Given text ->
---------------
An analysis of whether there was sufficient evidence to support a conviction for possession of a controlled substance should begin with whether there was actual possession of the controlled substance under section 195.010(38). “A person has actual possession if he [or she] has the substance on his or her person or within easy reach and convenient control.” Sec. 195.010(38). If yes, then the reviewing court should determine if the person had “knowledge of the presence and nature of [the] substance.” Id. Absent an admission, whether the person had knowledge of the presence and nature of the substance will be based on circumstantial evidence alone. It is difficult to envision a circumstance when knowledge of the presence and nature of the substance will not follow from actual possession based on the requirements for actual possession. In other words, if a substance is within a person's easy reach and convenient control, there is likely strong circumstantial evidence the person had knowledge of the presence and nature of the substance based on the person's proximity to and ability to access the substance.[ ] Assuming there is actual possession under section 195.010(38), the person still must have acted “knowingly” under section 556.061(31). As with whether the person had “knowledge of the presence and nature of [the] substance,” whether the person acted “knowingly” will almost always be based on circumstantial evidence, and it is again difficult to envision a circumstance when “knowingly” will not follow based on the requirements for actual possession.
․.
[K]nowledge almost always will be based on circumstantial evidence alone, whether possession is actual or constructive. Possession, too, almost always will be based on circumstantial evidence. “Possession and knowledge may be proved by circumstantial evidence.” [State v.]Zetina-Torres, 482 S.W.3d [801, 807 (Mo. banc 2016), overruled in part on other grounds by Eggleston, 728 S.W.3d at 439].
Id. at 439-41 (footnote omitted) (all statutory references are to RSMo Cum.Supp. 2020).
---------------
Dataset excerpts ->

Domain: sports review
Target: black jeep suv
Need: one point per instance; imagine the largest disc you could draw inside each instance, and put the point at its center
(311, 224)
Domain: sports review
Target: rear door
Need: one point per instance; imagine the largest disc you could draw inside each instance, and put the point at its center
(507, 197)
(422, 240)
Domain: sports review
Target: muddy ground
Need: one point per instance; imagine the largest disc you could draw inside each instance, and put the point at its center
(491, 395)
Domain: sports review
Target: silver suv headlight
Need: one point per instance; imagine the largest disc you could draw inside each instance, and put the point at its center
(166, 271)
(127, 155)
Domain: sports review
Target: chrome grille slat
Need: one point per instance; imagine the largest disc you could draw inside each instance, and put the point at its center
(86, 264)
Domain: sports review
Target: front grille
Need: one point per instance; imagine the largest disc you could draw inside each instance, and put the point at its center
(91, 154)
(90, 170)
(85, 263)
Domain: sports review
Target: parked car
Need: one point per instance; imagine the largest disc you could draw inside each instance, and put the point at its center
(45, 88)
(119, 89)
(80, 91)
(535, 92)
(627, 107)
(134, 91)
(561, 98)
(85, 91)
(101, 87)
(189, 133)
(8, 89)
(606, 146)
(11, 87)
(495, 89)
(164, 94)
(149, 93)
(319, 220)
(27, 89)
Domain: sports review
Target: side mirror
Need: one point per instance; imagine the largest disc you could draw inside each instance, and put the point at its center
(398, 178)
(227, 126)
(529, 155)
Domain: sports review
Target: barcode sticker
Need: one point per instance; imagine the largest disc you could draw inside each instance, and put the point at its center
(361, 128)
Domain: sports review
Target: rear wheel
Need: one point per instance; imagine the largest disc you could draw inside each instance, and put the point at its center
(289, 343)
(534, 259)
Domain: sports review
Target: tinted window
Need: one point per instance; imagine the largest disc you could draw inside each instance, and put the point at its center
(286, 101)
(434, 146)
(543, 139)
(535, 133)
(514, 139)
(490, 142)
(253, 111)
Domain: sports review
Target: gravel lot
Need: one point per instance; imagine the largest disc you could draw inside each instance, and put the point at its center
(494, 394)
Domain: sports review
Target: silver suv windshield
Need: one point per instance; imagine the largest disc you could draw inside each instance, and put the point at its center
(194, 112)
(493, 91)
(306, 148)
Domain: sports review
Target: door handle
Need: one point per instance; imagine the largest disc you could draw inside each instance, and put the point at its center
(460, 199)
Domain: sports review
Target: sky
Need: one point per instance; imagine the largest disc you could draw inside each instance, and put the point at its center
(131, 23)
---------------
Exercise goal -> Return, word for word, the part of the possession-law passage that opens with the words containing "[K]nowledge almost always" and closes with "S.W.3d at 439].".

Reply ->
[K]nowledge almost always will be based on circumstantial evidence alone, whether possession is actual or constructive. Possession, too, almost always will be based on circumstantial evidence. “Possession and knowledge may be proved by circumstantial evidence.” [State v.]Zetina-Torres, 482 S.W.3d [801, 807 (Mo. banc 2016), overruled in part on other grounds by Eggleston, 728 S.W.3d at 439].